Task instructions:
1. In the passage on half-torque F1, what averaged torque does the fluctuation theorem analysis give for wild-type F1?
2. Continue the passage on half-torque F1 from the point where it stops.

==== Supplied passage

Rotation trajectories of rotating duplex beads in 2 mm ATP. Bead size is 291 nm. Each line represents rotation of each F1 molecule. Experimental details are described under “Experimental Procedures.”

Half-torque F1

Torque of the three mutants relative to that of wild-type F1 was estimated from three different analyses. First, continuous rotation of 209-, 291-, and 350-nm duplex beads in 2 mm ATP was analyzed. The rotation speed of each mutant F1 was obtained from the consecutive, smooth 10 revolutions taken from the five fastest-rotating molecules. As the size of bead increases, viscous load increases and rotation slows down (Fig. 3A). With beads of the same size, viscous load is constant, and torque is obtained from the equation (torque = viscous load × rotation speed) (Fig. 3B). The averaged torque with three different sizes of beads is 46 pN·nm (wild-type), 29 pN·nm (βΔRYKE), 26 pN·nm (βΔLQDI), and 22 pN·nm (βΔYKELQDI). Second, rotation of 291-nm duplex beads in 200 nm ATP was observed. At this low ATP concentration, F1 repeats a pause of ATP-waiting dwell and a 120°-step rotation. The consecutive 10 120°-step rotations were overlaid and averaged (Fig. 3C). Torque was estimated from the rotation speed of the middle part of the averaged 120°-step rotation trajectory. As seen (Fig. 3D), torques of mutants obtained by this analysis are slightly larger than those obtained from continuous rotation. Third, bead fluctuation during rotational motion was analyzed by the recently developed fluctuation theorem (Fig. 3E). By this analysis, the magnitude of torque is directly obtained from fluctuation of rotating beads without knowledge of the values of viscous load and rotation speed. This is advantageous because the estimation of viscous load needs information of exact size of individual beads, rotational radius, and viscosity of the medium near the surface of glass and may contain errors (32). The averaged torque with three different sizes of beads is 47 pN·nm (wild type), 22 pN·nm (βΔRYKE), 23 pN·nm (βΔLQDI), and 22 pN·nm(βΔYKELQDI). Altogether, three independent methods give similar torque values for all three mutant F1s, that is, about half of the normal torques of wild-type F1. Thus, shortening of the helix-1 results in the loss of half of the torque. Out of the energy supplied by hydrolysis of one ATP molecule for 120° rotation, these mutant F1s can utilize only ~45 pN·nm (=torque × 2π/3), whereas wild-type F1 can utilize ~90 pN·nm.

FIGURE 3.
Torque measurement by three methods. A, continuous rotation of three different beads in 2 mm ATP. For each size of bead, 10 consecutive, smooth revolutions were selected from the five fastest rotation trajectories out of several tens of observed rotations, ...

========
==== Given information

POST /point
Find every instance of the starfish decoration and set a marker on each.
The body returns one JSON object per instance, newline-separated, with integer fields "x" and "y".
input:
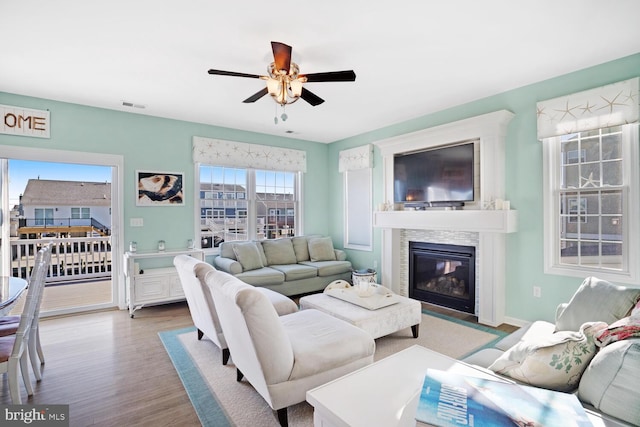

========

Expected responses:
1. 47 pN·nm

2.
Kinetic Constants of Half-torque F1s

Kinetic characteristics of half-torque F1, termed F1(1/2) hereafter, were examined by analysis of rotation. First, durations of ATP-waiting dwell in rotation in 200 nm ATP were collected and plotted as histograms (Fig. 4A). The histograms are fitted by an exponential function that contains the rate of ATP binding (kon) to the catalytic site. The kon values that give the best fit are 2.0 × 107 m−1s−1 (wild-type), 1.6 × 107 m−1s−1 (βΔRYKE), 0.7 × 107 m−1s−1 (βΔLQDI), and 1.3 × 107 m−1s−1 (βΔYKELQDI). Taking into account that the values of βΔLQDI and βΔYKELQDI might be underestimated because fitting curves are dragged to the right by the presence of dwells longer than 2 s of unknown origin, it appears that kon values of F1(1/2)s are not significantly changed from that of wild-type F1.

FIGURE 4.
Kinetic constants of F1(1/2)s. A, histogram of ATP-waiting dwell of rotation of 291-nm duplex beads in 200 nm ATP recorded by 250 fps. The ATP binding rate constant (kon) is obtained from a fitting curve (solid line), constant × exp(− ...

Next, rotation of a 40-nm single gold bead attached to the γ subunit was observed in 2 mm ATP with a high speed camera (4,000 fps). Under these conditions, viscous load of bead rotation is negligible, ATP-waiting dwell is not observed, and only catalytic dwell is observed at each 120° interval. The histogram of durations of the catalytic dwells is fitted by a double exponential function defined by two time constants (Fig. 4B). Previous studies assigned two time constants to the two sequential catalytic events on the enzyme, ATP hydrolysis and Pi release (16). Two of the F1(1/2)s have time constants (βΔRYKE, 0.5 and 1.2 ms; βΔYKELQD, 0.5 and 1.1 ms) that are very similar to those of the wild-type F1 (0.4 and 1.4 ms). The βΔLQDI mutant has slightly longer time constants (0.8 and 1.3 ms). Enzyme turnover rates calculated from the above values are 560 s−1 (wild-type), 590 s−1 (βΔRYKE), 480 s−1 (βΔLQDI), and 630 s−1 (βΔYKELQDI). ATP hydrolysis activities measured in the bulk solution containing 2 mm ATP are 330 s−1 (wild-type), 270 s−1 (βΔRYKE), 110 s−1 (βΔLQDI), and 330 s−1 (βΔYKELQDI) in the presence of lauryldimethylamine-N-oxide, which is thought to relieve ADP-Mg inhibition. Taking into account that purified F1s may contain some fraction of inactive molecules, these values are compatible with values obtained from rotation. To summarize the above results, enzyme kinetics of F1(1/2)s are not changed much from those of wild-type F1.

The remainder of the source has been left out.